───── DATA TO USE ─────

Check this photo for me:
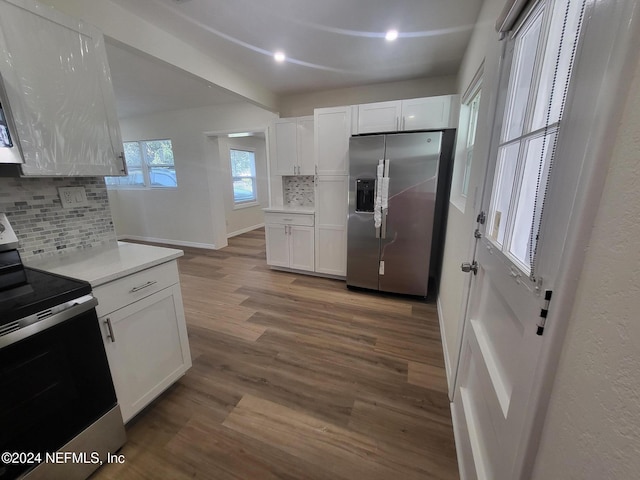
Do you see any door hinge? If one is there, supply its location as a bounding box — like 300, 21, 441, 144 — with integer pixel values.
536, 290, 553, 335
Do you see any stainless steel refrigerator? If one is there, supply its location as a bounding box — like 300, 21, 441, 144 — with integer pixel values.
347, 132, 452, 297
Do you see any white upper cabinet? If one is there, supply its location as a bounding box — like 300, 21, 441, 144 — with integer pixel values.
398, 95, 458, 131
358, 101, 402, 133
354, 95, 458, 134
314, 107, 351, 175
0, 0, 126, 176
297, 116, 316, 175
274, 116, 315, 175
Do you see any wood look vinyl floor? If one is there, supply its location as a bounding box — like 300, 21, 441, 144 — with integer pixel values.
92, 229, 459, 480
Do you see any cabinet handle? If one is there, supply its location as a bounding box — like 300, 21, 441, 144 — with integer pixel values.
129, 280, 158, 293
104, 318, 116, 343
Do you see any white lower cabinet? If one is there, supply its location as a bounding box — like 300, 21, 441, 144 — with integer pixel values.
265, 213, 315, 272
94, 261, 191, 423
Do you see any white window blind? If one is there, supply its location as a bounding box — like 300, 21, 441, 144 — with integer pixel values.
487, 0, 586, 281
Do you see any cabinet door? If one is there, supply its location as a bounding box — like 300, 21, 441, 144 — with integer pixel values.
358, 101, 401, 133
315, 175, 349, 276
0, 0, 125, 176
314, 107, 351, 175
289, 225, 315, 272
99, 285, 191, 422
264, 223, 289, 267
401, 95, 453, 131
298, 117, 316, 175
274, 119, 298, 175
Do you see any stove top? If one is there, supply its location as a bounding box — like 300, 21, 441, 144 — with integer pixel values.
0, 267, 91, 328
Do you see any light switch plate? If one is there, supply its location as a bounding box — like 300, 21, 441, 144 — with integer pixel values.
58, 187, 89, 208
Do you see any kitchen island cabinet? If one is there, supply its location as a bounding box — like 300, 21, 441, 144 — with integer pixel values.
29, 242, 191, 423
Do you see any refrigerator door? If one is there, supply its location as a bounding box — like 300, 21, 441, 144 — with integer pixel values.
347, 135, 385, 290
379, 132, 442, 297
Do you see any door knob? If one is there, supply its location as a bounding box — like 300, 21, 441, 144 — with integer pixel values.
460, 260, 478, 275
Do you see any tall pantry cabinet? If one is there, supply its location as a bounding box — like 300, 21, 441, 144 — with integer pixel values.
314, 106, 351, 276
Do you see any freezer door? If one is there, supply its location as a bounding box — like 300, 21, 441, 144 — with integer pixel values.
347, 135, 385, 290
379, 132, 442, 297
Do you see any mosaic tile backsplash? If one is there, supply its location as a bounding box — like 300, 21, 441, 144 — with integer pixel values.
0, 177, 116, 260
282, 175, 314, 207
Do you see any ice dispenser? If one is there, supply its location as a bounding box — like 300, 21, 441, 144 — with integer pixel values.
356, 178, 376, 213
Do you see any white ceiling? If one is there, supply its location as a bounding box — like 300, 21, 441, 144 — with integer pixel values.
106, 42, 243, 118
108, 0, 482, 116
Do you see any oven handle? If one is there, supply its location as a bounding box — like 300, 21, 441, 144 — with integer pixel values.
0, 295, 98, 348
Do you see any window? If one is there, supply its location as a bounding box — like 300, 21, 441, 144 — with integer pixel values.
229, 148, 258, 207
106, 139, 178, 188
487, 0, 584, 280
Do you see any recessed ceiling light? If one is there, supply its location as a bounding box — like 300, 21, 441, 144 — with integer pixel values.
384, 30, 398, 42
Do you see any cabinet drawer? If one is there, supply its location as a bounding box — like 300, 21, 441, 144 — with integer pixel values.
264, 213, 314, 227
93, 260, 179, 317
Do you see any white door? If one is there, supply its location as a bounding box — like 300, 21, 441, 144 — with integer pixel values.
358, 100, 401, 133
298, 116, 316, 175
452, 0, 583, 480
313, 107, 351, 175
100, 285, 191, 422
315, 175, 349, 277
289, 225, 315, 272
264, 223, 289, 267
274, 118, 298, 175
400, 95, 458, 131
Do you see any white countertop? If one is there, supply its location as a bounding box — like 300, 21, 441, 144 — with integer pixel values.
25, 242, 184, 287
262, 205, 316, 215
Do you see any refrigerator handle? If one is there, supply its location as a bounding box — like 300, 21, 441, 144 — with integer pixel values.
380, 158, 391, 239
376, 208, 387, 239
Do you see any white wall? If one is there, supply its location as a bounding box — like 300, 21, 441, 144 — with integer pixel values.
218, 136, 269, 237
39, 0, 276, 110
279, 76, 458, 118
532, 51, 640, 480
109, 103, 276, 248
438, 0, 504, 386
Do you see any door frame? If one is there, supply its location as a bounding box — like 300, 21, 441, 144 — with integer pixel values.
452, 0, 640, 478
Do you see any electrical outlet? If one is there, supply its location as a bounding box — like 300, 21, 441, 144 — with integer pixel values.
58, 187, 89, 208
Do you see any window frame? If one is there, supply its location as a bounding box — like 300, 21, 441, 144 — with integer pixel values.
449, 61, 484, 213
105, 138, 178, 190
485, 0, 580, 281
229, 145, 260, 210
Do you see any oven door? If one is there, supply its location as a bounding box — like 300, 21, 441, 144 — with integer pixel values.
0, 306, 116, 480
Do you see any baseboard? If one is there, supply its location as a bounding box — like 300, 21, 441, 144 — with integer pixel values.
436, 295, 453, 391
118, 235, 218, 250
227, 223, 264, 238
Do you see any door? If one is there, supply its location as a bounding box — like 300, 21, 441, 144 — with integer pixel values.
400, 95, 457, 131
274, 118, 298, 175
0, 0, 125, 176
297, 116, 316, 175
358, 100, 401, 133
347, 135, 385, 290
313, 107, 351, 175
264, 223, 289, 267
100, 285, 191, 423
452, 0, 582, 480
289, 225, 315, 272
379, 132, 442, 297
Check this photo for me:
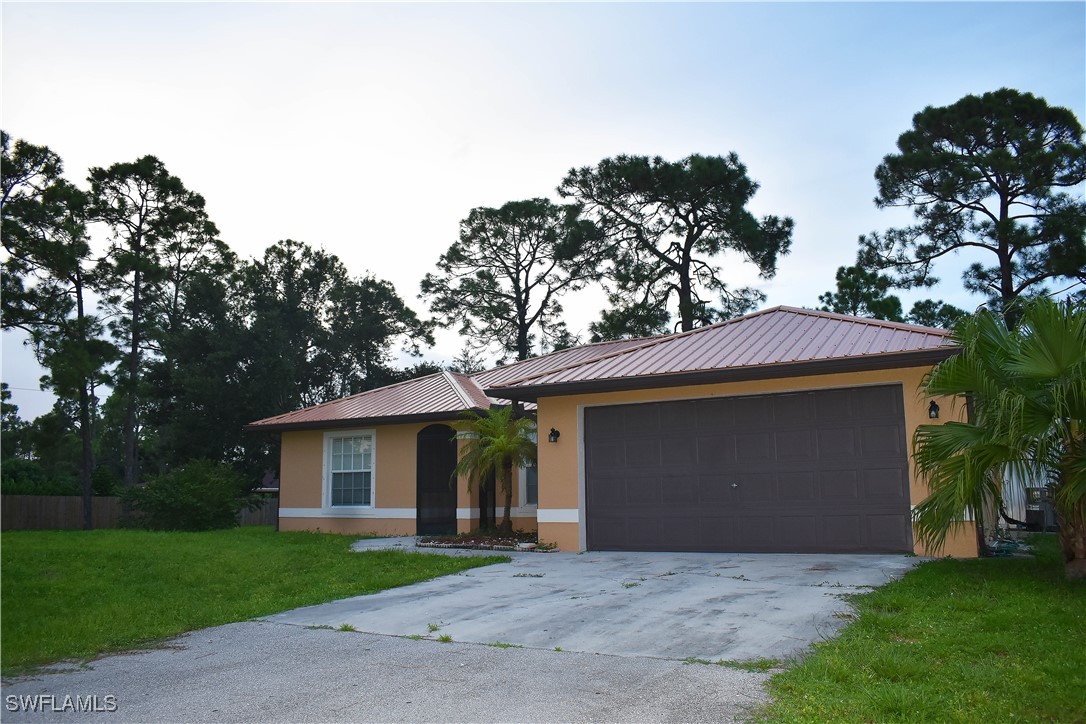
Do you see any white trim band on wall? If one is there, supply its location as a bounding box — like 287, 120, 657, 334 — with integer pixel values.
279, 508, 416, 520
279, 506, 536, 522
535, 508, 581, 523
456, 505, 535, 520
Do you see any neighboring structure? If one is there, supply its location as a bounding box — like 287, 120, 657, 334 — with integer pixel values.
248, 307, 976, 556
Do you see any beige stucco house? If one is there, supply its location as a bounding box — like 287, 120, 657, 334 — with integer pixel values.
249, 307, 977, 557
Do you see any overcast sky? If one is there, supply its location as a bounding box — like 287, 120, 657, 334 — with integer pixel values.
0, 2, 1086, 418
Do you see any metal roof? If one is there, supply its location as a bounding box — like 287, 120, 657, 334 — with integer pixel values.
247, 307, 954, 431
245, 372, 496, 430
472, 336, 660, 389
245, 340, 645, 431
484, 306, 952, 399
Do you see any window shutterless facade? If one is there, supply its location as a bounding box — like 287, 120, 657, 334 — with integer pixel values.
324, 430, 375, 509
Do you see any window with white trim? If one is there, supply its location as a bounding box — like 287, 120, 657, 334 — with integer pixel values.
525, 461, 540, 506
517, 430, 540, 506
325, 433, 374, 507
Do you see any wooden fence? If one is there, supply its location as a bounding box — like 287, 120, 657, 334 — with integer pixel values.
0, 495, 279, 531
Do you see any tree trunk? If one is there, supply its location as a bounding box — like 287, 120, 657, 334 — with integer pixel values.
75, 274, 94, 531
1057, 500, 1086, 580
497, 466, 513, 533
124, 263, 141, 487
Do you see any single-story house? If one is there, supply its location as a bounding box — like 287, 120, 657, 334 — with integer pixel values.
248, 307, 977, 557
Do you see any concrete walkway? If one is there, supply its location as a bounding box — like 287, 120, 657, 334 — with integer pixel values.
268, 538, 918, 661
3, 538, 917, 723
2, 621, 767, 724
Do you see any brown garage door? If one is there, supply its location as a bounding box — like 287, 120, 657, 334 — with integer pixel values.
584, 385, 912, 552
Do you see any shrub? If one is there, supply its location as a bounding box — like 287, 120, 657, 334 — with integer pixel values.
121, 460, 251, 531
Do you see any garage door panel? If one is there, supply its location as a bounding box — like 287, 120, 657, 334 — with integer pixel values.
698, 516, 736, 550
817, 428, 859, 460
589, 516, 630, 550
818, 470, 860, 503
735, 516, 780, 550
697, 435, 735, 468
773, 430, 818, 461
734, 472, 779, 506
626, 478, 664, 507
585, 475, 626, 511
735, 432, 776, 463
661, 475, 698, 506
697, 474, 735, 503
584, 385, 912, 552
626, 440, 660, 468
659, 516, 702, 550
776, 516, 819, 551
864, 513, 912, 551
660, 436, 697, 467
860, 424, 905, 458
776, 471, 818, 505
863, 468, 909, 501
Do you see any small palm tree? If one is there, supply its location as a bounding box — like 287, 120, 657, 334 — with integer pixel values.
913, 299, 1086, 577
455, 406, 535, 533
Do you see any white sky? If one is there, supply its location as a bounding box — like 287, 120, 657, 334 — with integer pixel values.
0, 2, 1086, 418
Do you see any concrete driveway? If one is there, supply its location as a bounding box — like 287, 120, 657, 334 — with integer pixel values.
3, 547, 917, 723
268, 538, 917, 661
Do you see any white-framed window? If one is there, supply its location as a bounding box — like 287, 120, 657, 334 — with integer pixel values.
517, 431, 540, 508
324, 430, 375, 510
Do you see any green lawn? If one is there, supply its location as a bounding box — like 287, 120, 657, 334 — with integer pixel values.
763, 535, 1086, 722
0, 526, 508, 673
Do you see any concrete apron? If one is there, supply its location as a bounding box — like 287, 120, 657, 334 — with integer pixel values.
267, 538, 918, 661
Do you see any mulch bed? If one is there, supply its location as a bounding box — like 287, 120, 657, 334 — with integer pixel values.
415, 531, 555, 552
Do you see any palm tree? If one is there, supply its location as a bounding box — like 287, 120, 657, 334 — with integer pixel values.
913, 299, 1086, 577
455, 406, 535, 533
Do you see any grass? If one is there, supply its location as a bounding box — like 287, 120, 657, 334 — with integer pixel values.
761, 535, 1086, 722
0, 526, 508, 674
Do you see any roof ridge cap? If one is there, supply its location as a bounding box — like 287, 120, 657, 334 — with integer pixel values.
251, 372, 441, 424
441, 369, 476, 409
462, 333, 660, 380
776, 305, 950, 336
484, 306, 782, 392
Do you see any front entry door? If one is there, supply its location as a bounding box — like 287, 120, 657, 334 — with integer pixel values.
415, 424, 456, 535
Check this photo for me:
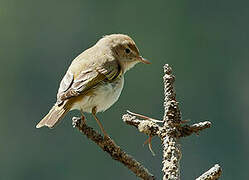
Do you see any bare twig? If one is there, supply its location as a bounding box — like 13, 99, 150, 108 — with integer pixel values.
72, 117, 155, 180
196, 164, 222, 180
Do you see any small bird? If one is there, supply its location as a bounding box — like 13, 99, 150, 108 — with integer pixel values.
36, 34, 150, 136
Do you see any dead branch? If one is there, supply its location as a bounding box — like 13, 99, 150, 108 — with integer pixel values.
73, 64, 221, 180
72, 117, 155, 180
196, 164, 222, 180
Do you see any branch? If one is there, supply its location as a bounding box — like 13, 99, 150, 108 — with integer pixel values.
160, 64, 182, 180
196, 164, 222, 180
180, 121, 211, 137
122, 64, 220, 180
72, 117, 155, 180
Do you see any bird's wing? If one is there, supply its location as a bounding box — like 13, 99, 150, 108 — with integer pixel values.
56, 61, 122, 106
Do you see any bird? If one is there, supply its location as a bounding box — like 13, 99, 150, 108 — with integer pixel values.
36, 34, 150, 136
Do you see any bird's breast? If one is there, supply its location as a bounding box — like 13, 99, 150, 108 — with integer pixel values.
72, 76, 124, 113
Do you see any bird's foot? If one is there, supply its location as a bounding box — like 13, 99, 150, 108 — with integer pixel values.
72, 117, 86, 128
143, 136, 156, 156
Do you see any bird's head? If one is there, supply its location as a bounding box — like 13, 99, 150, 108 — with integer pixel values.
99, 34, 151, 72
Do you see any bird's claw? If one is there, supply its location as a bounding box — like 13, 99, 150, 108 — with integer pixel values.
72, 117, 82, 128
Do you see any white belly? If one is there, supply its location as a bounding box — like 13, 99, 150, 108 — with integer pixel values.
72, 76, 124, 113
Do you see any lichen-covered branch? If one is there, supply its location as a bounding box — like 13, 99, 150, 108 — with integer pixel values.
180, 121, 211, 137
122, 64, 220, 180
196, 164, 222, 180
72, 117, 155, 180
161, 64, 181, 180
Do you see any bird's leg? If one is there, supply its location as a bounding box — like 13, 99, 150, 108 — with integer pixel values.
80, 109, 86, 124
144, 136, 155, 156
127, 110, 163, 123
92, 106, 109, 137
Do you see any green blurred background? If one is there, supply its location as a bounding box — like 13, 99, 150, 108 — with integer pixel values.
0, 0, 249, 180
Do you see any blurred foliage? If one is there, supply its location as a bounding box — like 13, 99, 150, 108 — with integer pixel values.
0, 0, 249, 180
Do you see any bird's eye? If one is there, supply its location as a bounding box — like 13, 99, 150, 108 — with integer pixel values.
125, 48, 131, 54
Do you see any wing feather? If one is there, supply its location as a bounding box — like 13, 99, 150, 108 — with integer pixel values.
57, 61, 122, 105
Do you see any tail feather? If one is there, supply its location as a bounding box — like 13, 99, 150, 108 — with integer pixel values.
36, 105, 70, 128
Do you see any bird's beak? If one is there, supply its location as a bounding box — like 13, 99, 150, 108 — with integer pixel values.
137, 56, 151, 64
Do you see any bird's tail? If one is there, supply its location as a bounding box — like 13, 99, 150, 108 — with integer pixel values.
36, 103, 70, 128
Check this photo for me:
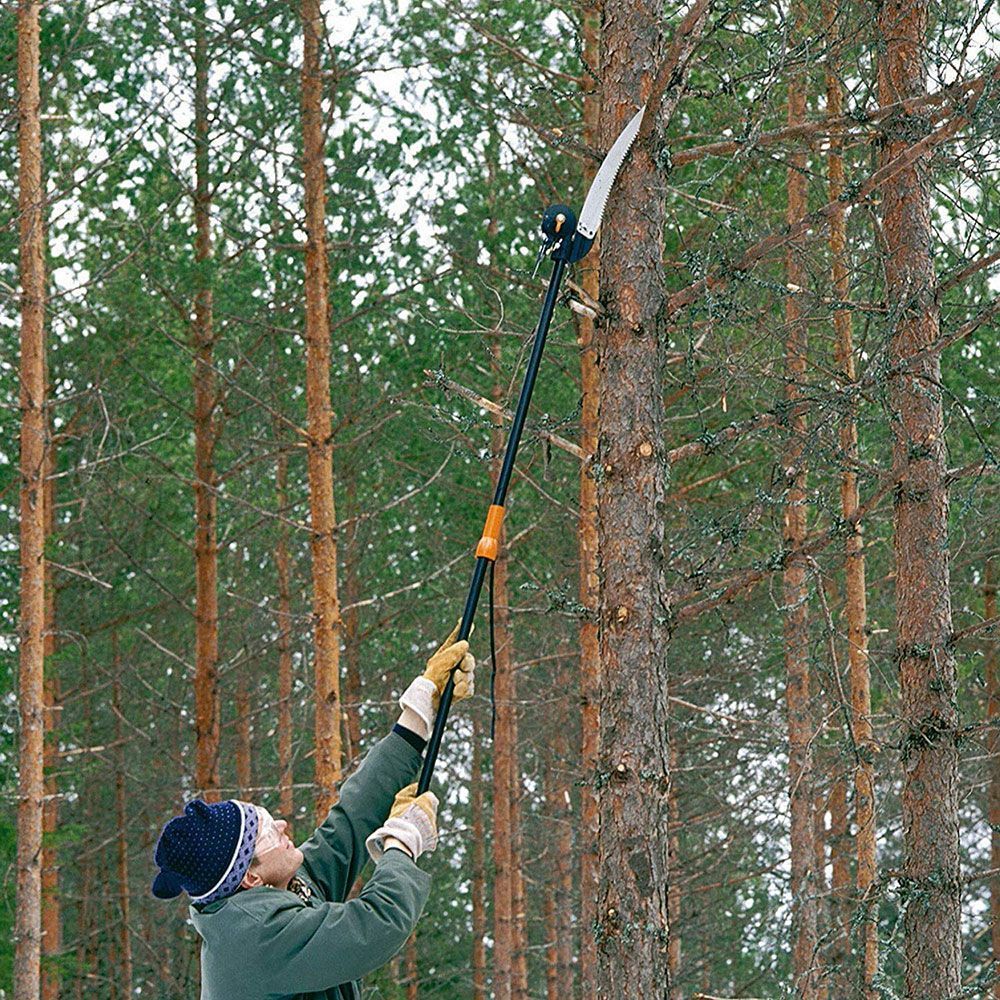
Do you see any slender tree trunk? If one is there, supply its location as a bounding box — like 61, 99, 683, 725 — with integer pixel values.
112, 632, 132, 997
193, 0, 219, 802
878, 0, 962, 1000
824, 2, 878, 984
490, 337, 523, 1000
470, 710, 486, 1000
782, 2, 820, 1000
595, 0, 670, 1000
236, 664, 253, 801
406, 931, 420, 1000
13, 0, 46, 1000
274, 427, 295, 818
42, 398, 62, 1000
983, 557, 1000, 1000
574, 3, 601, 997
302, 0, 343, 820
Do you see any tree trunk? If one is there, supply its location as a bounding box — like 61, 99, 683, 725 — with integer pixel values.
112, 632, 132, 997
574, 3, 601, 997
13, 0, 46, 1000
782, 2, 819, 988
490, 337, 527, 1000
274, 434, 295, 820
878, 0, 962, 1000
42, 398, 62, 1000
470, 709, 486, 1000
302, 0, 343, 822
192, 0, 219, 802
595, 0, 670, 1000
983, 557, 1000, 1000
824, 2, 878, 984
236, 664, 254, 800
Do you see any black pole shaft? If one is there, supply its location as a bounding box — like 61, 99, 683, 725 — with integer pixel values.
417, 260, 566, 795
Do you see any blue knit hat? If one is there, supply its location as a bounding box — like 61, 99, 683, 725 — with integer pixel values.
153, 799, 258, 903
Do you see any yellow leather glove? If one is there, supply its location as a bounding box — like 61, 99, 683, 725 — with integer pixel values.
365, 782, 438, 861
399, 621, 476, 740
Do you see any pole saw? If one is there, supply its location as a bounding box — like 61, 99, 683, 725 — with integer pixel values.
417, 105, 646, 795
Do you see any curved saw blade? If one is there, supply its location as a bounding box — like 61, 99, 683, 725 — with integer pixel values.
576, 104, 646, 240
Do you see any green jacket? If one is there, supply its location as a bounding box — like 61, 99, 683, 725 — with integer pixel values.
190, 732, 431, 1000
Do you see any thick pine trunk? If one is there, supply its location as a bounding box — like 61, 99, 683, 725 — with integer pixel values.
13, 0, 46, 1000
236, 664, 254, 800
585, 0, 670, 1000
42, 420, 62, 1000
470, 710, 486, 1000
193, 0, 219, 802
782, 4, 819, 1000
274, 438, 295, 819
575, 3, 601, 996
490, 337, 527, 1000
878, 0, 962, 1000
983, 557, 1000, 1000
302, 0, 343, 820
824, 3, 878, 988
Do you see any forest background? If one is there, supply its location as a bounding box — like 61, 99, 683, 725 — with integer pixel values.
0, 0, 1000, 1000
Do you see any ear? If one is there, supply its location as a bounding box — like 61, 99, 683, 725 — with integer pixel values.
240, 868, 264, 889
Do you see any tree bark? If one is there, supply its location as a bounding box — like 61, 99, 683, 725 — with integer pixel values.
983, 557, 1000, 1000
782, 2, 820, 1000
302, 0, 343, 821
878, 0, 962, 1000
594, 0, 670, 1000
490, 337, 527, 1000
470, 710, 486, 1000
824, 2, 878, 1000
574, 2, 601, 996
274, 426, 295, 819
42, 384, 62, 1000
111, 631, 132, 997
13, 0, 46, 1000
193, 0, 219, 802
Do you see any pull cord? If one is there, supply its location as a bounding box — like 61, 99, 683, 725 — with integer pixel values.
490, 560, 497, 743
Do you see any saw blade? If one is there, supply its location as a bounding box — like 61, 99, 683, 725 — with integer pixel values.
576, 104, 646, 240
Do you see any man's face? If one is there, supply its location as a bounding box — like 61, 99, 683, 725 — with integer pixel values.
250, 806, 302, 888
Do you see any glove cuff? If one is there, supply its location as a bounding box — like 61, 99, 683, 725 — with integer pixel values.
399, 677, 440, 740
365, 806, 437, 861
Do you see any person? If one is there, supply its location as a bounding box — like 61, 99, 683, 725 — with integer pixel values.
152, 627, 475, 1000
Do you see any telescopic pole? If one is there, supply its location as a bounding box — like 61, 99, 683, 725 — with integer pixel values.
417, 254, 573, 795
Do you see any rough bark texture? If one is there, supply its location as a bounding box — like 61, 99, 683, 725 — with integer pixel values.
42, 422, 62, 1000
594, 0, 670, 1000
274, 438, 295, 818
470, 710, 486, 1000
490, 337, 527, 1000
782, 4, 819, 1000
236, 664, 254, 802
574, 3, 601, 996
878, 0, 962, 1000
192, 2, 219, 802
14, 0, 46, 1000
111, 644, 132, 997
302, 0, 343, 819
983, 559, 1000, 1000
824, 3, 878, 988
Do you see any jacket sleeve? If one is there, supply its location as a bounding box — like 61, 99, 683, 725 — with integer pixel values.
302, 732, 421, 902
249, 851, 431, 995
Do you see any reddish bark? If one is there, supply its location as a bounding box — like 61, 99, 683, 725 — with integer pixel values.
782, 3, 820, 1000
192, 0, 219, 802
301, 0, 343, 820
13, 0, 46, 998
878, 0, 962, 998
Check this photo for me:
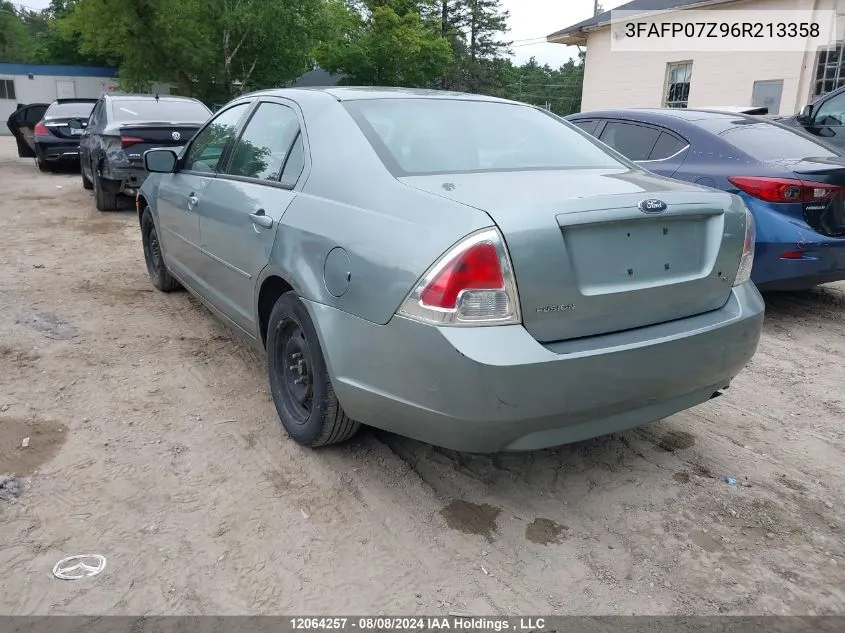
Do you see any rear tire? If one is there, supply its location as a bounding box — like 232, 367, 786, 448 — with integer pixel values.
267, 292, 360, 448
141, 207, 179, 292
91, 162, 118, 211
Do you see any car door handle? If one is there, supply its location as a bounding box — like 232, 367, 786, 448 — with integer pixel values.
249, 209, 273, 229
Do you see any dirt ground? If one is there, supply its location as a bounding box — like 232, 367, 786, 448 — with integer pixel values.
0, 137, 845, 615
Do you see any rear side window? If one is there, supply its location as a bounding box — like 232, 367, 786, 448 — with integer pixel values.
343, 98, 623, 176
44, 101, 95, 120
282, 132, 305, 187
185, 103, 249, 173
648, 132, 687, 160
599, 121, 660, 160
700, 118, 836, 161
226, 103, 299, 181
570, 120, 599, 134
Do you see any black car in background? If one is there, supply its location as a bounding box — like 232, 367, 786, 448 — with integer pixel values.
78, 94, 211, 211
6, 103, 50, 163
771, 86, 845, 149
33, 99, 97, 171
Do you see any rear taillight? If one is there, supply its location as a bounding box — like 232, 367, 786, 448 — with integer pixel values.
120, 136, 144, 149
399, 229, 521, 325
734, 209, 757, 286
728, 176, 839, 202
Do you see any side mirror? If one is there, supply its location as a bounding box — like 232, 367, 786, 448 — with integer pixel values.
144, 149, 178, 174
798, 104, 814, 125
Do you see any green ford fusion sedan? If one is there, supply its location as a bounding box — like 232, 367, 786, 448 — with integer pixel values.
137, 88, 764, 452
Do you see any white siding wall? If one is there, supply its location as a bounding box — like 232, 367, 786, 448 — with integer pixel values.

─────

DIRECTIONS FOR THIS TASK
Find every line in the material above that contains the word "palm", and copy each of those lines.

RIGHT ANSWER
Do you see any small palm tree? If one is there, supply its location as a bounding box — like 287, 120, 657, 334 — with integer pixel values.
Do you see any palm tree? If one is there, supply its location as a bounding box — like 287, 120, 657, 334 — with integer pixel values.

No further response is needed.